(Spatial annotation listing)
|---|

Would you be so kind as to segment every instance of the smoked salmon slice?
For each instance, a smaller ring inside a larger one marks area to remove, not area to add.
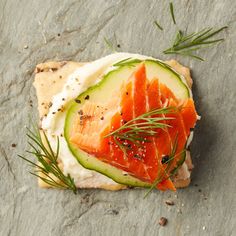
[[[135,118],[166,108],[169,113],[150,117],[160,118],[163,124],[162,128],[152,130],[155,135],[148,136],[143,131],[139,137],[127,136],[131,129],[122,128],[127,122],[141,127],[145,120]],[[142,63],[112,101],[102,105],[84,103],[70,141],[95,158],[142,181],[154,183],[158,179],[156,187],[160,190],[175,190],[171,171],[185,152],[190,129],[196,120],[193,100],[179,101],[158,78],[149,80]]]

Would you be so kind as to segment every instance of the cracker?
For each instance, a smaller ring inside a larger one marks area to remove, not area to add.
[[[190,70],[177,61],[171,60],[166,62],[168,65],[173,67],[178,73],[185,76],[189,87],[192,86],[192,79],[190,76]],[[35,81],[34,87],[38,98],[38,111],[40,120],[47,115],[48,110],[51,106],[52,98],[54,95],[59,93],[64,84],[67,81],[68,76],[73,73],[78,67],[83,66],[85,63],[63,61],[63,62],[45,62],[38,64],[35,69]],[[48,89],[50,88],[50,89]],[[59,164],[63,170],[63,164]],[[184,164],[179,168],[176,176],[173,178],[174,185],[177,188],[187,187],[190,183],[190,173],[193,168],[190,153],[187,152],[187,157]],[[45,176],[44,176],[45,177]],[[40,187],[50,187],[48,184],[43,182],[41,179],[38,180]],[[80,187],[80,186],[77,186]],[[115,183],[107,184],[100,183],[99,186],[94,186],[92,180],[88,180],[86,184],[81,186],[82,188],[101,188],[106,190],[120,190],[125,189],[127,186]]]

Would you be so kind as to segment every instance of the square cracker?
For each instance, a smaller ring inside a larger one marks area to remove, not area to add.
[[[188,68],[183,67],[178,62],[171,60],[166,62],[172,66],[178,73],[185,76],[189,87],[192,86],[192,79],[190,77],[190,71]],[[63,62],[45,62],[38,64],[35,69],[35,80],[34,87],[38,98],[38,111],[40,120],[47,115],[48,110],[51,106],[51,101],[54,95],[59,93],[64,84],[67,81],[68,76],[73,73],[77,68],[83,66],[85,63],[63,61]],[[50,89],[48,89],[50,88]],[[63,169],[62,163],[60,163],[61,169]],[[177,175],[173,178],[173,182],[177,188],[187,187],[190,183],[190,173],[193,168],[190,153],[187,152],[186,160],[182,167],[178,170]],[[45,176],[43,176],[45,177]],[[93,181],[88,180],[85,188],[95,188]],[[50,187],[48,184],[43,182],[40,178],[38,179],[40,187]],[[107,189],[107,190],[119,190],[125,189],[127,186],[115,183],[104,184],[96,188]]]

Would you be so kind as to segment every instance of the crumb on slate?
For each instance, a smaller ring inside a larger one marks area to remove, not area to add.
[[[168,206],[173,206],[173,205],[175,205],[174,201],[172,201],[172,200],[166,200],[165,203],[166,203],[166,205],[168,205]]]

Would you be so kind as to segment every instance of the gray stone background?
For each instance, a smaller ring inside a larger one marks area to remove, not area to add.
[[[199,114],[189,188],[178,192],[39,189],[17,154],[37,117],[34,68],[48,60],[91,61],[121,51],[170,59],[161,51],[176,32],[169,1],[0,0],[0,235],[236,235],[236,1],[176,0],[177,27],[229,28],[206,61],[177,57],[192,69]],[[157,30],[153,21],[163,26]],[[32,100],[32,104],[31,101]],[[16,147],[12,147],[12,144]],[[167,206],[172,199],[174,206]],[[168,218],[165,227],[158,224]]]

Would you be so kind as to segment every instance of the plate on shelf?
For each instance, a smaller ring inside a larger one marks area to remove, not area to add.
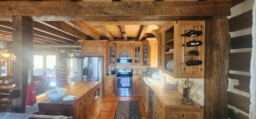
[[[170,70],[170,61],[167,62],[167,64],[166,64],[166,67],[167,68],[167,69]]]
[[[170,63],[170,68],[173,70],[173,60],[171,60],[171,63]]]
[[[167,67],[167,69],[168,70],[170,70],[171,69],[171,68],[170,66],[170,64],[171,64],[171,60],[170,60],[170,61],[169,61],[169,62],[167,62],[167,64],[166,64],[166,67]]]
[[[173,51],[173,49],[169,49],[169,51]]]

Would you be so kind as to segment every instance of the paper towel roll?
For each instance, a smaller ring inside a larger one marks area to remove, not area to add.
[[[163,75],[163,84],[166,84],[167,83],[167,75],[166,74]]]

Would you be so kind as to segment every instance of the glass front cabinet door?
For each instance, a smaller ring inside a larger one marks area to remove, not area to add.
[[[116,65],[116,45],[114,42],[110,42],[108,43],[108,65]]]
[[[141,57],[142,52],[142,49],[141,42],[138,41],[134,43],[134,56],[132,64],[133,65],[141,65],[142,62]]]

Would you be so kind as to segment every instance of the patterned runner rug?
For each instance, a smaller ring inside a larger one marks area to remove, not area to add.
[[[114,119],[141,119],[138,101],[119,101]]]

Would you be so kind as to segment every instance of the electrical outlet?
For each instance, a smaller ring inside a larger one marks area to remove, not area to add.
[[[199,94],[199,95],[201,95],[201,88],[198,87],[197,88],[197,93]]]

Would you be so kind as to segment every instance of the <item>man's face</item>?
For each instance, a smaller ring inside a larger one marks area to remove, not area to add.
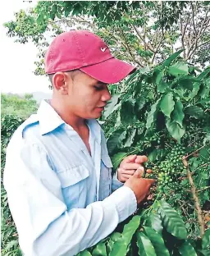
[[[107,85],[80,71],[73,80],[68,75],[66,83],[69,110],[84,119],[98,118],[111,99]]]

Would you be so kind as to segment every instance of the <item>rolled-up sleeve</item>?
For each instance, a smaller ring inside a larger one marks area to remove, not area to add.
[[[68,211],[44,149],[25,144],[20,151],[8,147],[3,182],[25,255],[75,255],[136,210],[134,192],[122,186],[103,201]]]
[[[121,182],[117,179],[117,170],[115,172],[115,174],[112,176],[112,191],[115,191],[116,190],[119,189],[124,185],[124,183]]]

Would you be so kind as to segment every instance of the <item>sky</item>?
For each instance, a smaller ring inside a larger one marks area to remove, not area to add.
[[[33,4],[36,2],[33,1]],[[2,93],[51,93],[48,88],[48,78],[33,73],[35,69],[34,62],[37,60],[36,47],[33,43],[15,43],[15,39],[9,38],[3,27],[3,23],[14,20],[14,12],[26,9],[28,6],[28,2],[21,0],[2,1],[0,3],[0,85]]]

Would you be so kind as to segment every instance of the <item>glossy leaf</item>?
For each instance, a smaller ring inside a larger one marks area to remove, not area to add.
[[[161,71],[156,77],[156,84],[158,85],[162,80],[162,76],[164,75],[164,71]]]
[[[177,239],[185,240],[187,238],[187,231],[180,215],[166,201],[161,200],[159,203],[163,226]]]
[[[185,117],[183,112],[183,104],[180,100],[175,101],[174,111],[172,112],[172,119],[175,120],[182,128],[182,122]]]
[[[126,130],[123,129],[117,130],[107,139],[107,149],[110,154],[117,148],[117,146],[126,139]]]
[[[87,249],[84,249],[84,251],[78,254],[76,256],[91,256],[92,254],[90,252],[89,252]]]
[[[180,50],[172,55],[171,55],[168,58],[167,58],[162,64],[162,66],[169,66],[169,65],[183,52],[183,50]]]
[[[210,74],[210,68],[207,68],[204,71],[200,73],[199,75],[197,76],[197,80],[202,80],[208,74]]]
[[[143,232],[137,234],[137,245],[139,247],[139,255],[156,256],[154,247],[150,240]]]
[[[104,109],[103,117],[106,120],[115,110],[116,110],[120,104],[117,104],[120,95],[115,94],[112,99],[107,103]]]
[[[202,239],[202,248],[208,249],[210,250],[210,228],[208,229]]]
[[[148,113],[146,128],[149,129],[154,121],[154,117],[158,110],[158,104],[161,98],[158,98],[155,103],[152,105],[150,112]]]
[[[185,128],[184,126],[180,127],[176,121],[171,119],[167,120],[166,126],[171,135],[180,143],[180,138],[184,135]]]
[[[143,226],[144,233],[152,242],[157,256],[170,256],[162,235],[149,226]]]
[[[100,242],[94,248],[92,252],[93,256],[107,256],[107,250],[105,243]]]
[[[163,80],[162,80],[160,83],[157,85],[157,90],[158,93],[163,94],[165,93],[167,87],[168,85]]]
[[[158,213],[152,212],[147,219],[146,225],[151,226],[157,232],[162,234],[163,227],[160,215]]]
[[[187,240],[180,245],[179,252],[183,256],[197,256],[194,247]]]
[[[140,96],[140,97],[138,97],[137,100],[136,100],[136,110],[137,112],[139,112],[139,110],[141,110],[143,108],[143,107],[145,105],[145,98]]]
[[[122,102],[121,110],[121,120],[122,123],[132,124],[135,117],[135,99],[130,98],[126,101]]]
[[[160,108],[165,116],[170,117],[171,113],[174,109],[174,105],[175,102],[171,92],[167,94],[162,98]]]
[[[188,65],[185,62],[176,62],[168,68],[168,73],[177,76],[179,75],[188,75]]]
[[[124,147],[130,147],[132,146],[135,141],[135,136],[136,134],[136,129],[131,129],[127,131],[126,139],[124,144]]]
[[[196,119],[203,117],[204,112],[203,110],[198,106],[190,106],[185,108],[185,112],[190,117],[193,117]]]
[[[135,216],[129,223],[126,224],[122,231],[122,236],[117,239],[111,250],[110,256],[126,256],[131,239],[139,227],[140,217]]]

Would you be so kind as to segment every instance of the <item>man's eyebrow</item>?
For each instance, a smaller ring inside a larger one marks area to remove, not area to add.
[[[107,84],[105,84],[103,82],[100,82],[100,81],[97,82],[96,85],[107,85]]]

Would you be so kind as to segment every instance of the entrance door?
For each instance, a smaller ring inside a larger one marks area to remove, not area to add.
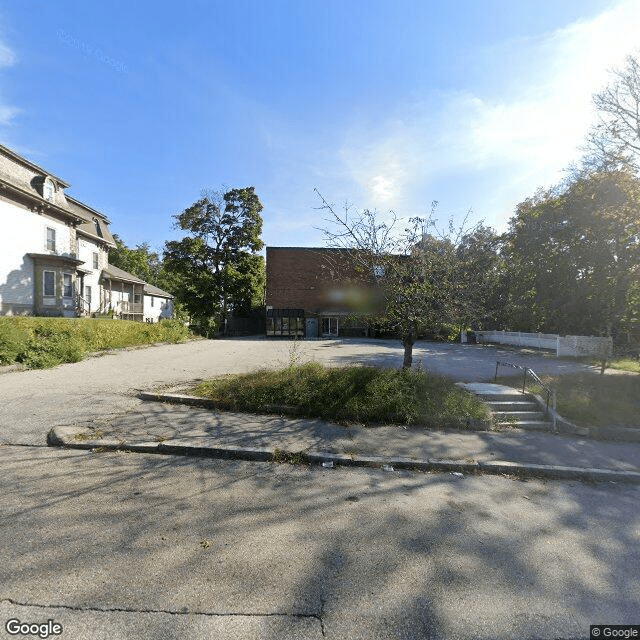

|---|

▶ [Stated goal]: Reproduce word for word the part of the listing that opens with the line containing "the entrance door?" and continues through the end of the listing, including both ends. Leave the pictures out of your answer.

▶ [Exercise solution]:
Would you be so kind as to segment every instance of the entrance door?
For each instance, a smaller ring inside a larger one marks area to remove, not area to add.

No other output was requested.